**DESCRIPTION OF THE TASK:**
Extract every record, exactly as written, and ignore the pictures.

┄┄┄┄┄┄┄┄┄┄┄┄┄┄┄┄┄┄┄┄

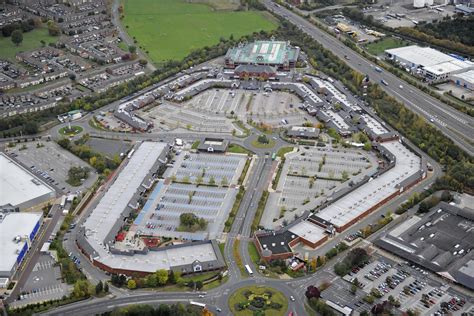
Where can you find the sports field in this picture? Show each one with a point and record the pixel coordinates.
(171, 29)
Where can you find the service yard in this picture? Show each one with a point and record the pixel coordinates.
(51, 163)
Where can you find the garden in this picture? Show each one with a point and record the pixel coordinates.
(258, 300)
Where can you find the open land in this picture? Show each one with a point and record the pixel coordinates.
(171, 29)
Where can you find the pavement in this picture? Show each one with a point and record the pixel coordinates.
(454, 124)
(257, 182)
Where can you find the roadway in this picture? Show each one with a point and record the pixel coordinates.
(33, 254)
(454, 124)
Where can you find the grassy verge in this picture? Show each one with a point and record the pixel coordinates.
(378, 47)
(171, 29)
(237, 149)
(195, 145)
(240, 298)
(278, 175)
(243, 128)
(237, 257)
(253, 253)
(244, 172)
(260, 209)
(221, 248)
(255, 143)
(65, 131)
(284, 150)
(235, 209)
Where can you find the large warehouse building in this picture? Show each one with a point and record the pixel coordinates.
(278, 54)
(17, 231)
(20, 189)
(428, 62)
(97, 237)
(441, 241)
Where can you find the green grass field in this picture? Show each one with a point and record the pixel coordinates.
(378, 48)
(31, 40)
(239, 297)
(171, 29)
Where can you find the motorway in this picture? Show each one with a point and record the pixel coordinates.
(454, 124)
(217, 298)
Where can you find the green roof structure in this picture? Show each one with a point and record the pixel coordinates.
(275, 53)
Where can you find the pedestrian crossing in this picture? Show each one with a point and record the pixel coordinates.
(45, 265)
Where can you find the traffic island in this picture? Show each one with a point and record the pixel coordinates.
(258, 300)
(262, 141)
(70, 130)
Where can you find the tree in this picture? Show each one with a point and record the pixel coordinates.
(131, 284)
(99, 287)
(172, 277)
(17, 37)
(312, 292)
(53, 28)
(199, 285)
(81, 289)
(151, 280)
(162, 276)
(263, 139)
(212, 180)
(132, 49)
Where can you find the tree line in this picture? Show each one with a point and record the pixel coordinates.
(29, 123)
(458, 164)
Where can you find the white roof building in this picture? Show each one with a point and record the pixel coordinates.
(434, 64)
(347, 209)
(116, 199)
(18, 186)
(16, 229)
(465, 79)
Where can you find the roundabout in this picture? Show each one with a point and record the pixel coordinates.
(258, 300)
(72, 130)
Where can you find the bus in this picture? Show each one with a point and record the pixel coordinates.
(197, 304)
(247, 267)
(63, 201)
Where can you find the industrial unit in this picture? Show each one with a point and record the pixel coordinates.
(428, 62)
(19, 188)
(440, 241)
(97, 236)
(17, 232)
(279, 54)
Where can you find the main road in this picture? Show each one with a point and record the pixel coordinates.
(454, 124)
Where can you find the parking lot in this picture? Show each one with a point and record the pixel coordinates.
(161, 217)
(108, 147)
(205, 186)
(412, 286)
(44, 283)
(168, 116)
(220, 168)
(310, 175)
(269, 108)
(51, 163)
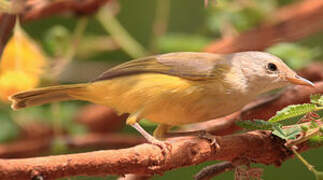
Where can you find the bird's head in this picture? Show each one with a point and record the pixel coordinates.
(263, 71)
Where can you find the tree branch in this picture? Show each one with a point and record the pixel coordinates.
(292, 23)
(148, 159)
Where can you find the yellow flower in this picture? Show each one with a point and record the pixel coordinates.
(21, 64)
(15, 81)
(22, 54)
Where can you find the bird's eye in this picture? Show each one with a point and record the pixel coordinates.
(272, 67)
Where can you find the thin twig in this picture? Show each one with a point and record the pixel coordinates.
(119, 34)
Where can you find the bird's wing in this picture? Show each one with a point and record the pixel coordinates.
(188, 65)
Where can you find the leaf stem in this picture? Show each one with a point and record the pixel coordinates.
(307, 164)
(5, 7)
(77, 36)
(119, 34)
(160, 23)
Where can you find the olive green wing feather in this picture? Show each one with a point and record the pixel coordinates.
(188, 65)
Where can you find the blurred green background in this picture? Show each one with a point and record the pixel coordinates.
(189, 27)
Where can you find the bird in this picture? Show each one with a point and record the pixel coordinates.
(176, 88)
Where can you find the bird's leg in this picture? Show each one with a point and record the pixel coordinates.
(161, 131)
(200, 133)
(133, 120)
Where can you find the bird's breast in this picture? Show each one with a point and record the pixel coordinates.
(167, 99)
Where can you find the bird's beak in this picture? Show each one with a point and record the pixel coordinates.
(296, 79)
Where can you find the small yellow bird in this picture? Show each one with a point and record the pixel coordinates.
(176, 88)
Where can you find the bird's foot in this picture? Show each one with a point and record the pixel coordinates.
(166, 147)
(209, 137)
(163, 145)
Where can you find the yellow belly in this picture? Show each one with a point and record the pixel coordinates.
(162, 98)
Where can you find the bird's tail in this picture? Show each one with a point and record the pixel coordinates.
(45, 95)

┄┄┄┄┄┄┄┄┄┄┄┄┄┄┄┄┄┄┄┄

**EXPECTED OUTPUT:**
Where can you find the sports field in this picture? Show each one with a point and record the pixel coordinates.
(171, 29)
Where can you find the service yard in this picture? Show each one with a point and record the pixel coordinates.
(51, 163)
Where can you find the garden in this picture? Show each one with a point and record the pixel coordinates.
(258, 300)
Where can you find the open land in this picture? Show each one with a point and record the pixel coordinates.
(171, 29)
Where can you find the pavement in this picture? Show each one with a point and record the pixel coordinates.
(454, 124)
(257, 182)
Where can you find the roadway in this picture? Show each one with a point and record the pixel coordinates.
(33, 254)
(454, 124)
Where can you find the grassy verge in this picture? Show each one with a point and record the pixel coordinates.
(378, 47)
(171, 29)
(237, 149)
(195, 145)
(240, 298)
(278, 175)
(243, 128)
(237, 257)
(253, 253)
(244, 172)
(260, 209)
(221, 248)
(255, 143)
(65, 131)
(284, 150)
(235, 209)
Where can you find the large warehouse building in this picture? Show each one with a point and record the pixel coordinates.
(278, 54)
(17, 231)
(20, 189)
(428, 62)
(97, 237)
(441, 241)
Where can you find the green grass field in this picture? Show each one with a point and record the pixel coordinates.
(378, 48)
(31, 40)
(239, 297)
(171, 29)
Where can you find the motorway in this picture? Show each one with a point and record the pixel coordinates.
(454, 124)
(217, 298)
Where can you find the green roof structure in this picture? Show each one with a point and record the pixel coordinates.
(275, 53)
Where can you find the pedestrian crossing in this picture? Show each one with a point and record the pixel coordinates.
(45, 265)
Where can you find the traffic island in this picture? Show each one with a point and record the pixel coordinates.
(258, 300)
(262, 141)
(70, 130)
Where can you find the tree in this picture? Show each one with a point and record the pixel coordinates.
(131, 284)
(99, 287)
(172, 277)
(17, 37)
(312, 292)
(53, 28)
(199, 285)
(81, 289)
(151, 280)
(162, 276)
(263, 139)
(212, 180)
(132, 49)
Where can you find the tree line in this picture? Show each one with a point and record the pixel coordinates.
(29, 123)
(458, 164)
Where can you find the white roof building in this picture? Show each one with a point and record the pixel coordinates.
(434, 64)
(347, 209)
(116, 199)
(18, 186)
(16, 229)
(465, 79)
Where can you find the roundabout in this picture? Show each one with a point and record the pixel coordinates.
(258, 300)
(72, 130)
Where can you find the bus in this picture? Show each one with a point and record the pixel coordinates.
(197, 304)
(247, 267)
(63, 201)
Where can you find the industrial unit in this picture? Show each one with a point and record the pixel coordinates.
(428, 62)
(19, 188)
(440, 241)
(97, 236)
(17, 232)
(279, 54)
Where can you find the main road in this picture? Show each one with a point and record the pixel coordinates.
(454, 124)
Where can you find the parking lot in this picture? Show each one with a point and record the pixel coordinates.
(161, 217)
(108, 147)
(205, 186)
(412, 286)
(44, 283)
(168, 116)
(220, 168)
(310, 175)
(269, 108)
(51, 163)
Where can you find the bird's head in this picture? Show each one with a point and record the pixel coordinates.
(263, 71)
Where can you find the tree branch in this picture? Show each one with a point and record the pixel coordinates.
(292, 23)
(148, 159)
Where can you find the yellow flower in this picture? Show each one with a point and record the pixel coordinates.
(21, 64)
(15, 81)
(22, 54)
Where can you find the bird's eye in this picture? Show each one with a point and record the pixel coordinates.
(272, 67)
Where can you find the thin twig in this picture? Show each one with a point and record the pixel coordinates.
(119, 34)
Where can you find the bird's wing in this picture? Show each one with a point and record the pixel coordinates.
(188, 65)
Where can you find the leaf stem in this picture? Show each one with a point and record the pixel coordinates.
(307, 164)
(5, 7)
(77, 36)
(119, 34)
(160, 23)
Where can you find the olive green wing feather in this picture? Show each one with a point and record the pixel coordinates.
(188, 65)
Where can you find the blurred green background in this picture? Show each one with a point and record the pixel coordinates.
(189, 27)
Where can you find the bird in this picture? Show each one with a point and record the pixel coordinates.
(176, 88)
Where can you find the bird's leg in this picture? Show each one with a point and record the pixel coordinates.
(161, 131)
(200, 133)
(133, 120)
Where can you find the bird's breast in this picture? Show each one with a point and record the pixel coordinates.
(167, 99)
Where can you find the bird's beak in this picture? Show each one with a point and record the pixel coordinates.
(296, 79)
Where can you find the small yellow bird in this picture? Show each one with a point and record the pixel coordinates.
(176, 88)
Where can you find the bird's foot in this picture? Show each one with a point and record the pixel coordinates.
(166, 147)
(209, 137)
(163, 145)
Where can you find the yellow belly in this picture? Show each one with a point and record the pixel coordinates.
(162, 98)
Where can you find the bird's tail in this picture? Show each one with a point and record the pixel coordinates.
(45, 95)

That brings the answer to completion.